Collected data
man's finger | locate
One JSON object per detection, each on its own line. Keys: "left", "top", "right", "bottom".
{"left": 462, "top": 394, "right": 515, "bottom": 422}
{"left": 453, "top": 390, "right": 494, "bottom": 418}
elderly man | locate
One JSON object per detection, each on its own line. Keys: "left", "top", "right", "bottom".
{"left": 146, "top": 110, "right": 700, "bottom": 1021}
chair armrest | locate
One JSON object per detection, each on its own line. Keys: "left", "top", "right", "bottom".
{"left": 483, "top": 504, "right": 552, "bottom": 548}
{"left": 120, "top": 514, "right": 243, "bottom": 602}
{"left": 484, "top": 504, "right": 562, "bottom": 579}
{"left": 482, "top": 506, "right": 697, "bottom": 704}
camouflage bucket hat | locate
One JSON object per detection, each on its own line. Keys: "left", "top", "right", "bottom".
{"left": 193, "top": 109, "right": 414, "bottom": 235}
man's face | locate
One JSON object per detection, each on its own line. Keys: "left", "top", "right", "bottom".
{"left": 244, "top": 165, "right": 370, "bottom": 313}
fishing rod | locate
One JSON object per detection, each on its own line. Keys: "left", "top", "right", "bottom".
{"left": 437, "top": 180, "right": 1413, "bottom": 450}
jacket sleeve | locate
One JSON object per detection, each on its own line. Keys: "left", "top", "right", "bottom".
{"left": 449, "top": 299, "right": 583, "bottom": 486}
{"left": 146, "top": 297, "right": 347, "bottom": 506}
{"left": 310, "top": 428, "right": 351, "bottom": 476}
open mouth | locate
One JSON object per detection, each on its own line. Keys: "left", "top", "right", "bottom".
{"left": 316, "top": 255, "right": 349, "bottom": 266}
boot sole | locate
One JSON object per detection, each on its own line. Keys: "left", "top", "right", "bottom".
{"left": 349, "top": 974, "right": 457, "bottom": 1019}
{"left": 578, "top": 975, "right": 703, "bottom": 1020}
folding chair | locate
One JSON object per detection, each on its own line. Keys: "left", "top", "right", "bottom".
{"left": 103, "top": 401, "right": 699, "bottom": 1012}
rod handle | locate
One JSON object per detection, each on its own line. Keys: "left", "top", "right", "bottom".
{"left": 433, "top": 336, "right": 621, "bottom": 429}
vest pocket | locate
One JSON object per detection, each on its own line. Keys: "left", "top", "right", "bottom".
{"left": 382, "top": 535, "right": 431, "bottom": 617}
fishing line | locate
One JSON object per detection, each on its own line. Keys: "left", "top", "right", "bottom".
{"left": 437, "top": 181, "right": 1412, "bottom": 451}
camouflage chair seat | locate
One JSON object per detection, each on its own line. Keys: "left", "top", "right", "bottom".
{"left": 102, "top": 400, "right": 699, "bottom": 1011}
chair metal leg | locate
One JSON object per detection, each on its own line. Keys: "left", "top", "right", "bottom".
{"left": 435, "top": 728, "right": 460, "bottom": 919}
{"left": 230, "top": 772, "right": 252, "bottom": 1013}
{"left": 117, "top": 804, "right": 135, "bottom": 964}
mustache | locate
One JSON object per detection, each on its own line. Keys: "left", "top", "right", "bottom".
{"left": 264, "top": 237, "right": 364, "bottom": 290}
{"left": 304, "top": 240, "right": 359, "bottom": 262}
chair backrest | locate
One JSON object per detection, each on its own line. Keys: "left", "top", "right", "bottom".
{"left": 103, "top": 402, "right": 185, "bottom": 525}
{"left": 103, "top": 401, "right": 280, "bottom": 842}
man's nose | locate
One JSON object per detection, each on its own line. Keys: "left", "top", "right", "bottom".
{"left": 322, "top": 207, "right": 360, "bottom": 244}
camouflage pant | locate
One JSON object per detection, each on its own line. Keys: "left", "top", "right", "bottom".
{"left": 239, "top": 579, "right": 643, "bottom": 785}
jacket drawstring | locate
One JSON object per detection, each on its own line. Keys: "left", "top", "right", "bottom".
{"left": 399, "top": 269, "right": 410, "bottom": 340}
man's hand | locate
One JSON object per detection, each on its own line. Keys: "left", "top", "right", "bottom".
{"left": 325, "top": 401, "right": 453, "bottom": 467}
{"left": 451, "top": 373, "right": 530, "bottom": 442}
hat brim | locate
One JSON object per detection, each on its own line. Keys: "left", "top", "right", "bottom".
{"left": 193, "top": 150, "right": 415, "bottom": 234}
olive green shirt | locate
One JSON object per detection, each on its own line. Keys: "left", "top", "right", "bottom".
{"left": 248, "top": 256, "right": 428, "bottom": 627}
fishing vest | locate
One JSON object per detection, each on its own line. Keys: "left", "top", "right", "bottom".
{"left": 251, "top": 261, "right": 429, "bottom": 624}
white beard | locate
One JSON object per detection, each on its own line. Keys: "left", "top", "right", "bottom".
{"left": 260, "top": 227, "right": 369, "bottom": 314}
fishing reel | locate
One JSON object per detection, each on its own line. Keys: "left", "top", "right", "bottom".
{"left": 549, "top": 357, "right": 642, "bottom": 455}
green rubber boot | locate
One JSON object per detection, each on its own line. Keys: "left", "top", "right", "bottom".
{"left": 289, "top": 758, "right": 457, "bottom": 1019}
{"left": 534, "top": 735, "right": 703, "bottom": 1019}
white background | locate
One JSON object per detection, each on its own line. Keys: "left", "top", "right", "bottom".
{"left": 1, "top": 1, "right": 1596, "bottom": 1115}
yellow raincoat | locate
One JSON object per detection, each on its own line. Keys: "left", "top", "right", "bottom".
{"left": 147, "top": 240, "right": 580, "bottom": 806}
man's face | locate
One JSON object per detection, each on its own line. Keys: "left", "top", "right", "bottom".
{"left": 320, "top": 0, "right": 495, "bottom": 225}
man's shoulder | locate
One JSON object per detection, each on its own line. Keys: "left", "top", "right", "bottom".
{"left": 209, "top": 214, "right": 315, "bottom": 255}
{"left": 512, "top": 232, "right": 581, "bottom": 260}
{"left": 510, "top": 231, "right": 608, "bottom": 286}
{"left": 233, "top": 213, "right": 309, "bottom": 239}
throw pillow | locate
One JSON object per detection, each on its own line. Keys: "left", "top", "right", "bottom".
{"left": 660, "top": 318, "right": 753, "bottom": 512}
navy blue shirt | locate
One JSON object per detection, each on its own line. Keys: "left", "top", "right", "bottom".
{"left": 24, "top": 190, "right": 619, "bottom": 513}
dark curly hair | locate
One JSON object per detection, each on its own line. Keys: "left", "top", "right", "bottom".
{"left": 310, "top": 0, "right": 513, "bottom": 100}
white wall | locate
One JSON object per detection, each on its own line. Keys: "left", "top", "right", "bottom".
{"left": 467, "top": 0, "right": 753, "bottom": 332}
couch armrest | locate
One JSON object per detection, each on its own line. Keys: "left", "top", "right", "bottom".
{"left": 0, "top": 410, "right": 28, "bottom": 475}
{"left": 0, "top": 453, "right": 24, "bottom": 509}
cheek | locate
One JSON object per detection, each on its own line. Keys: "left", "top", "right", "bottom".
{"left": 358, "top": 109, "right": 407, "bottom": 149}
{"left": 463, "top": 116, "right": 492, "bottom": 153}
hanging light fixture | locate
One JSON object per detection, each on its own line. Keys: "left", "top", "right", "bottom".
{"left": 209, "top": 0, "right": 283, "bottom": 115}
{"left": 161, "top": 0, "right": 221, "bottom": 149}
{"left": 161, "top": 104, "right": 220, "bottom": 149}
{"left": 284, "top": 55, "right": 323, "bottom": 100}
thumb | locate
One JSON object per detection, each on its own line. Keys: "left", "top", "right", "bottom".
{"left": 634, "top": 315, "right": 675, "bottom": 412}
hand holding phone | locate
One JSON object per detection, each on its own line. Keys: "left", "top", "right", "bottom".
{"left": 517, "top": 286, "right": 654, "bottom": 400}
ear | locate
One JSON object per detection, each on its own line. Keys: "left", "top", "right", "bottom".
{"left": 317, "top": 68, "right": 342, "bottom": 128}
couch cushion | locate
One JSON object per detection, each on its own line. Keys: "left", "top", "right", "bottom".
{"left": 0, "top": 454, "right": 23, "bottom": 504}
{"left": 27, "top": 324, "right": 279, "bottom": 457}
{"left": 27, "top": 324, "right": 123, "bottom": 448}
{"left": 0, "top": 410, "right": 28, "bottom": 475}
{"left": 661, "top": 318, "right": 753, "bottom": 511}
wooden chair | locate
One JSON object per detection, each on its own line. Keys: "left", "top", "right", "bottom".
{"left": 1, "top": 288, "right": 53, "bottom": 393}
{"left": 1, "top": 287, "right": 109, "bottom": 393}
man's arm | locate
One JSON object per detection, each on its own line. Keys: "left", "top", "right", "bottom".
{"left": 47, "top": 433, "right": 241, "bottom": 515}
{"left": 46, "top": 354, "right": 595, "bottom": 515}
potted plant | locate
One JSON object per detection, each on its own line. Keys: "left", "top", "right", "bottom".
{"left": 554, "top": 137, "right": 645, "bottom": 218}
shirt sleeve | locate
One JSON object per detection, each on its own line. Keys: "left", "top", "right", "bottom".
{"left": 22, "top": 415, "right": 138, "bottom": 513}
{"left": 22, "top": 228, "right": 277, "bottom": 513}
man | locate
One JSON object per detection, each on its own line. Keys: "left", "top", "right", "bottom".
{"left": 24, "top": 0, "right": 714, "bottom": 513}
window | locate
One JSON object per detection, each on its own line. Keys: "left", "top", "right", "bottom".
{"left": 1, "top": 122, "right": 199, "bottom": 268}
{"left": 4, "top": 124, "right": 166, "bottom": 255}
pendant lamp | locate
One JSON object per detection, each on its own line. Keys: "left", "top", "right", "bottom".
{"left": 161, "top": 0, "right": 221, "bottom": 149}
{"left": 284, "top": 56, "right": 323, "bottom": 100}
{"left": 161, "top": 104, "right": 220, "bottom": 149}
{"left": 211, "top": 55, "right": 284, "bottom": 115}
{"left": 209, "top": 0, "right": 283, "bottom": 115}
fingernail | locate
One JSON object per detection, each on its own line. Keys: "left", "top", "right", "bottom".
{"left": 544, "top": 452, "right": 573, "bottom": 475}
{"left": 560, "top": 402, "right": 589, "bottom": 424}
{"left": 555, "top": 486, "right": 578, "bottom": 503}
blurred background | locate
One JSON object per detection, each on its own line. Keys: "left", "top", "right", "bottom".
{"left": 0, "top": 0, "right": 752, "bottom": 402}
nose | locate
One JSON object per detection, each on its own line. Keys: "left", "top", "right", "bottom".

- [PROBLEM TO SOLVE]
All that is needed is a number: how many lines in the data above contain the string "jacket".

- [EXERCISE ANSWER]
2